(Data under study)

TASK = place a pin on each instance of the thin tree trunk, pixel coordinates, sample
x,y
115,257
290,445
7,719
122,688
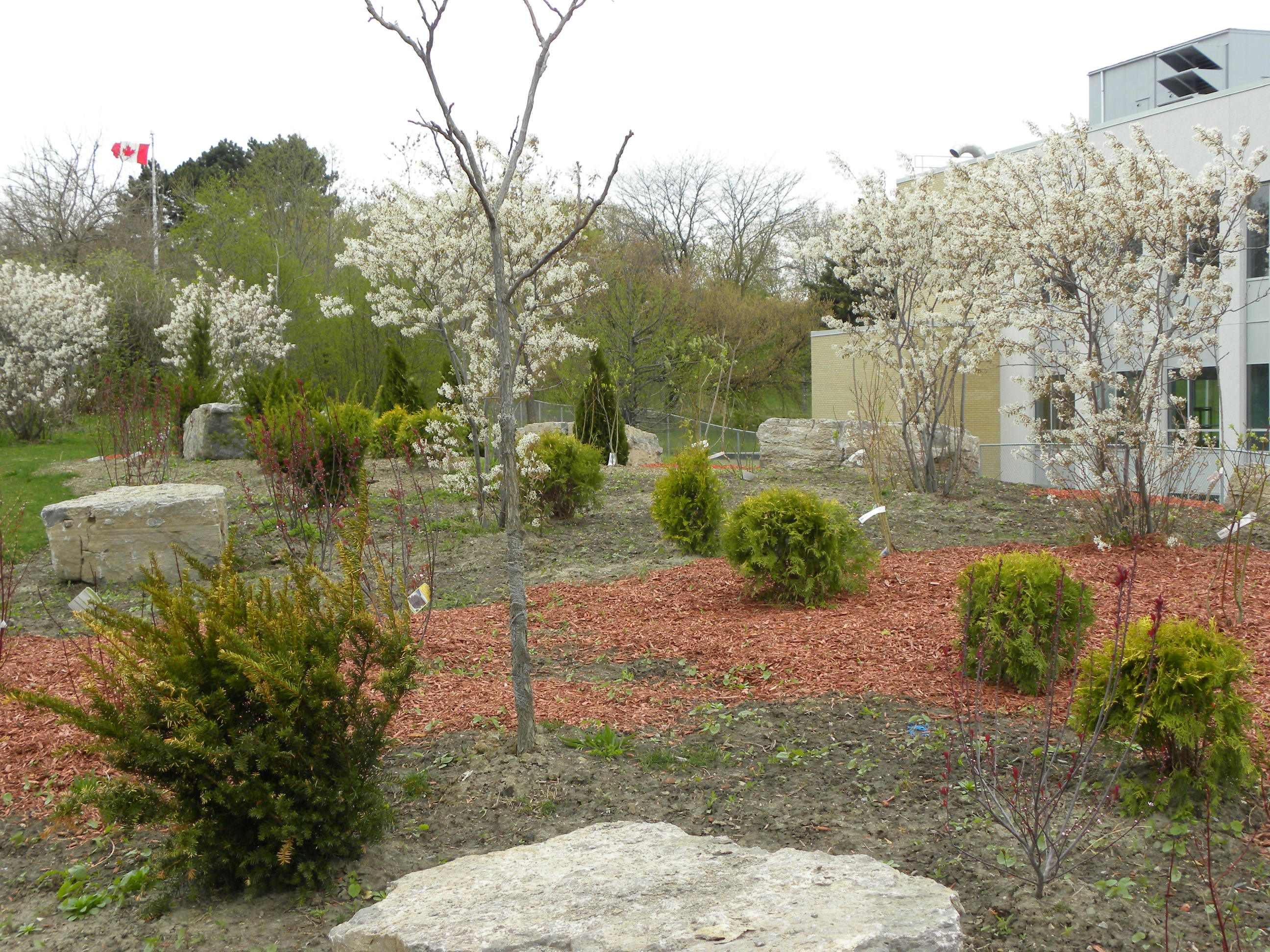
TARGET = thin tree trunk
x,y
522,667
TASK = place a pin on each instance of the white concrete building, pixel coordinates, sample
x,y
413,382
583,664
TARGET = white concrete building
x,y
1221,80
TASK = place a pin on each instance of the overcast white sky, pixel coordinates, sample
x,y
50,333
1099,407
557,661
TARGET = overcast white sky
x,y
784,82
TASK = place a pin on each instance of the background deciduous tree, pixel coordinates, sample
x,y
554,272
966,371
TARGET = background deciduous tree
x,y
56,206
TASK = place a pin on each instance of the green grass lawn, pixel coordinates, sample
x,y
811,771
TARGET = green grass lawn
x,y
21,487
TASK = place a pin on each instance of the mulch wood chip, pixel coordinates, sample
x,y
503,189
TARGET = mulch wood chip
x,y
895,640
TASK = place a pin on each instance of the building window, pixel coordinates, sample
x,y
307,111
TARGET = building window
x,y
1259,399
1056,408
1196,398
1259,254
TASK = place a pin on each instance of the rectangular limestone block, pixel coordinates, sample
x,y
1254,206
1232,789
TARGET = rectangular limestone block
x,y
111,536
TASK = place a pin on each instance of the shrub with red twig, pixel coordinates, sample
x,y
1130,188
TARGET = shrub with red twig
x,y
136,428
1052,787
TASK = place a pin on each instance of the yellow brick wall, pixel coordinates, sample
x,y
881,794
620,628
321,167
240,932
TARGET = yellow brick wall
x,y
833,395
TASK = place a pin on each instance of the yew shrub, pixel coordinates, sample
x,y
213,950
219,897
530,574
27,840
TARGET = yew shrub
x,y
568,476
258,711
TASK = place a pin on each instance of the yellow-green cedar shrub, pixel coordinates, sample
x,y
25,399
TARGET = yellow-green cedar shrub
x,y
687,503
793,546
1014,625
1179,698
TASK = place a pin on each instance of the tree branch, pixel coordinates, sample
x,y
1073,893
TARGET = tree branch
x,y
577,229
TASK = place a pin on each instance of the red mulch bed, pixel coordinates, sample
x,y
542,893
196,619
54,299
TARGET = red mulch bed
x,y
895,640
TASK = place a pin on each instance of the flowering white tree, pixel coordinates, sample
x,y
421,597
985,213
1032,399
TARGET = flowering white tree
x,y
430,264
924,325
510,287
51,328
245,325
1109,261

(End Data under study)

■ About this exercise: Give the data again word for word, without images.

■ Exercise response:
TASK = place a pin on each instance of the thin tree trunk, pixel coordinates, sample
x,y
115,257
290,445
7,719
122,688
TARGET = thin tree trunk
x,y
522,667
TASK = place a pin on each instance of the white concrete building, pixel coordinates, sample
x,y
413,382
583,664
TARGET = white concrete building
x,y
1221,80
TASK = place a pin on each instance of the overcast white sky, pixel coordinates, sample
x,y
50,333
1099,407
557,661
TARGET = overcast white sky
x,y
784,82
TASK = place a pin on each instance of the background deciduous tree, pixel coordinates, sample
x,y
554,272
966,371
TARGET = background deciduous tree
x,y
56,206
TASK = place a pin on each instance of the green grass lawn, pixel coordinates, sample
x,y
811,771
TARGET = green grass lawn
x,y
21,487
TASK = place a pin on each instance of the mulch wood chip, pixel coordinates, sample
x,y
503,189
TARGET = mulch wood chip
x,y
895,640
TASK = place a pin on each instance of the building window, pixel coordinates, sample
x,y
307,111
TARGET = building window
x,y
1259,399
1056,408
1196,398
1259,254
TASK = place a pin on each instance of the rectangular limestone block, pixel coordinates, sample
x,y
1254,206
1232,789
TARGET = rectangular limestone block
x,y
111,536
TASK = place a pin on each instance of the shrub with red twig, pixel coordinates, sample
x,y
1130,188
TARGET = shrub with red twig
x,y
136,428
1052,787
TASK = place a pin on each instance of the yellow brick wall, pixel coordinates, sample
x,y
881,794
620,628
321,167
240,932
TARGET = yellow brick wall
x,y
833,395
TASK = place a pin on each instance of the yew shrub, pixel coordinates, sample
x,y
213,950
219,897
530,574
27,840
TARGET = yew shrub
x,y
568,476
258,711
TASK = place a pin on each instance of the yellow-green cedar shrub, pixel coordinates, sample
x,y
25,399
TARGET = yellow-green cedar shrub
x,y
687,503
793,546
1014,625
1179,698
TASK = place a pin on each instance of the tree branch, pixel coordinates, sample
x,y
1073,893
TARGET = tree branch
x,y
577,229
TASK = place a pin on each instance of the red mulch bed, pixel coordinates, sample
x,y
542,893
196,619
54,299
TARGET = red mulch bed
x,y
895,640
TASK = place a pin on each instance of the flowering white tree, pixel coordinates, sample
x,y
421,597
985,213
1032,399
TARGET = flowering white tree
x,y
430,264
924,325
510,287
51,328
245,325
1109,261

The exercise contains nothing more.